Please copy the rows from the line with "Find all occurrences of runner" up to and including the line with "217;130;246;208", shifting each bounding-box coordinate in the answers up by 31 while keeping the requests and format samples unchanged. Leave the pictures out.

TASK DATA =>
──────────────────────────────

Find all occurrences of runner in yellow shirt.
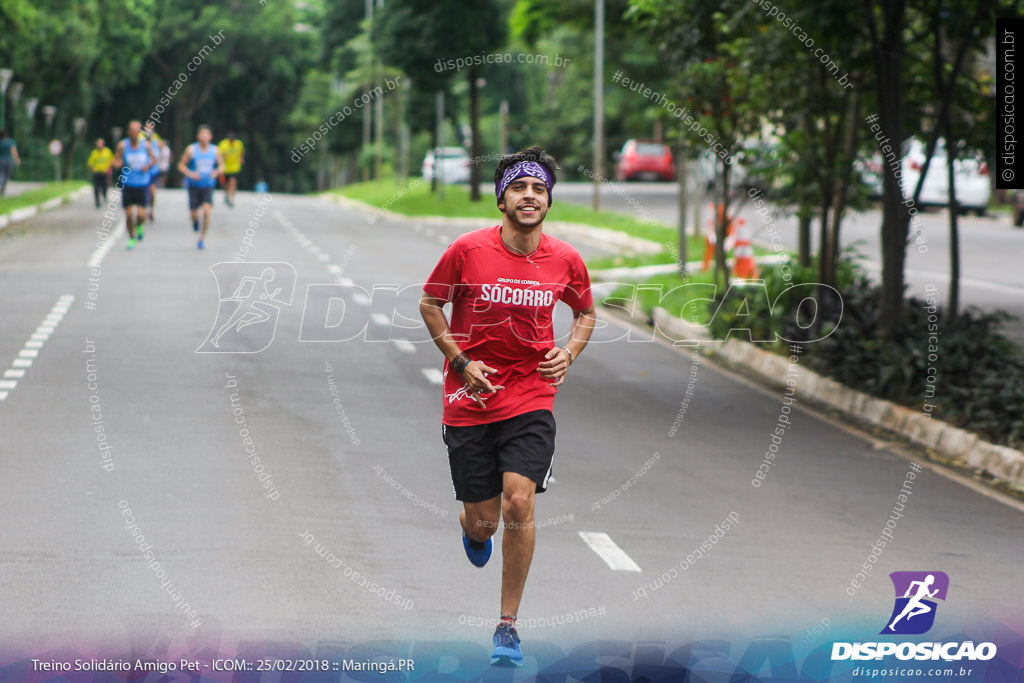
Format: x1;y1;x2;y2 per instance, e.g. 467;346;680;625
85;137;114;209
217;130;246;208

──────────────────────────────

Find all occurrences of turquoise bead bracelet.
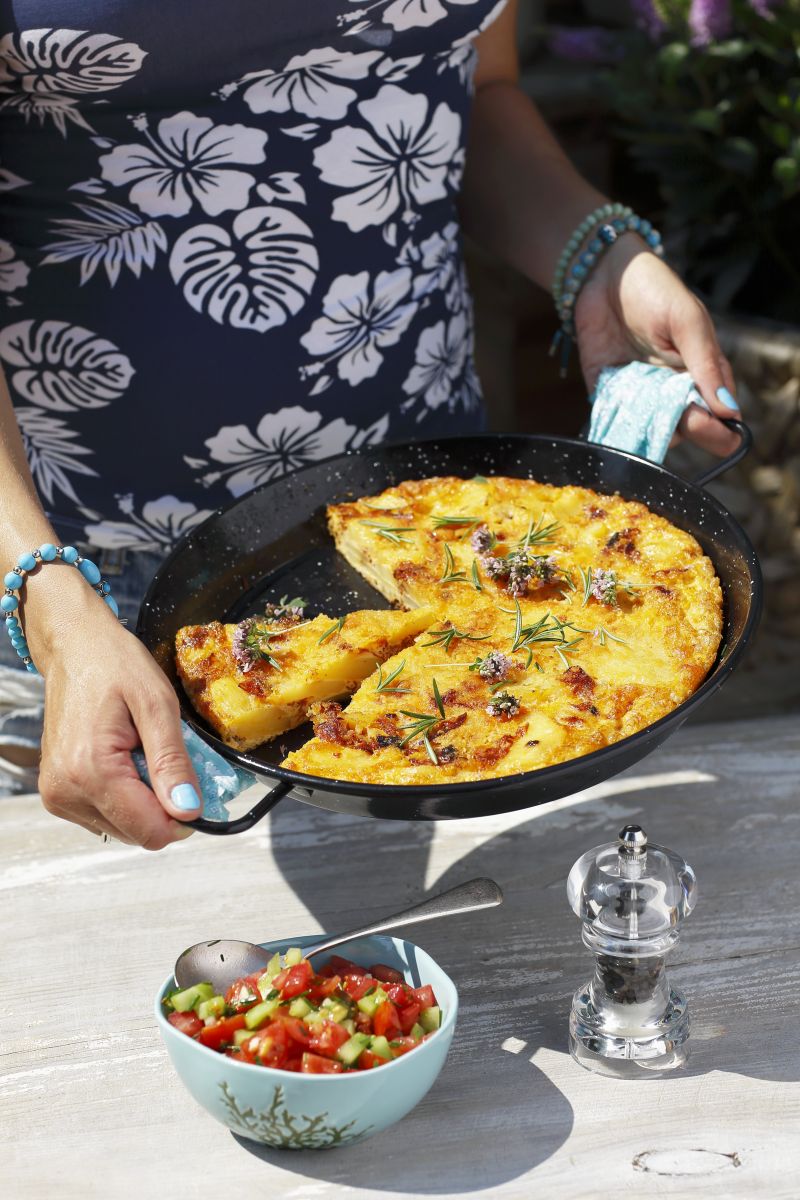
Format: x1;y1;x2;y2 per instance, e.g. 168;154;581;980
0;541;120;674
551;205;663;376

──────────────────────────────

WRITTEN RESPONSE =>
Find all occurrences of runner in yellow shirt.
Format: x1;y1;x2;y2 per instance, e.g. 467;346;680;625
116;168;145;240
248;161;277;239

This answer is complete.